▸ Page extract
◇ ◇ ◇
The 74th Indianapolis 500 was held at Indianapolis on Sunday, May 27, 1990. Arie Luyendyk took the lead with 32 laps to go, and earned his first-ever victory in championship-level competition. Luyendyk completed the 500 miles at an average speed of 185.981 mph (299.307 km/h), a record that still stands as of 2011.

Defending champion and race polesitter Emerson Fittipaldi dominated the first half of the race, looking to become the first back-to-back winner in 20 years. In the second half of the race, however, he fell victim to blistering tires, lost a lap, and wound up finishing third. Bobby Rahal, the 1986 winner, was poised to win his second Indy 500, be he too suffered handling problems, which dropped him to second at the finish.

A. J. Foyt finished 6th in the race, his final career top 10 in Indy 500 competition. Rookie Jeff Andretti attempted to become the unprecedented fourth member of the Andretti family to qualify for the same race, but was bumped on the final day of time trials.

Rain hampered much of the month, washing out nearly the entire first weekend of time trials. The 1990 race was also the first Indy 500 presided over by Tony George, who was named president of the Speedway in January.

Controversy hovered over the month, regarding new aerodynamic rules. All teams utilizing 1989 (or older) model year chassis were required to affix a "diffuser" to the underbody ground effects tunnels, to reduce their size by 2 inches - a rule intended to reduce downforce and curtail speeds. Competitors complained that the diffusers made their cars unstable and unbalanced, and were responsible for the increased number of practice crashes involving the older cars. Despite voiced complaints and meetings with officials, no changes were made the rules. Ultimately, no major crashes occurred amongst the older cars during the race itself.


Practice and qualifying

Practice - week 1

The first week of practice saw the Penske Team dominate the speed charts. Defending champion Emerson Fittipaldi and Rick Mears topped the speed chart nearly every day. Al Unser, Jr. and Arie Luyendyk also ran amongst the top 5.

Johnny Rutherford wrecked twice during the week. On Monday May 7, he brushed the wall, and was uninjured. On Wednesday May 9, he spun in turn three, and crashed hard into the outside wall, suffering a concussion.
◇ ◇ ◇
▸ Information provided
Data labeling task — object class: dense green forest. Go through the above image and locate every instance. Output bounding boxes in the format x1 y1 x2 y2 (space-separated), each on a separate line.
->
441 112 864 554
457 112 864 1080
◇ ◇ ◇
Copy from the 1990 Indianapolis 500 text everything from "Defending champion and" down to "at the finish.", without changing a word.

▸ Result
Defending champion and race polesitter Emerson Fittipaldi dominated the first half of the race, looking to become the first back-to-back winner in 20 years. In the second half of the race, however, he fell victim to blistering tires, lost a lap, and wound up finishing third. Bobby Rahal, the 1986 winner, was poised to win his second Indy 500, be he too suffered handling problems, which dropped him to second at the finish.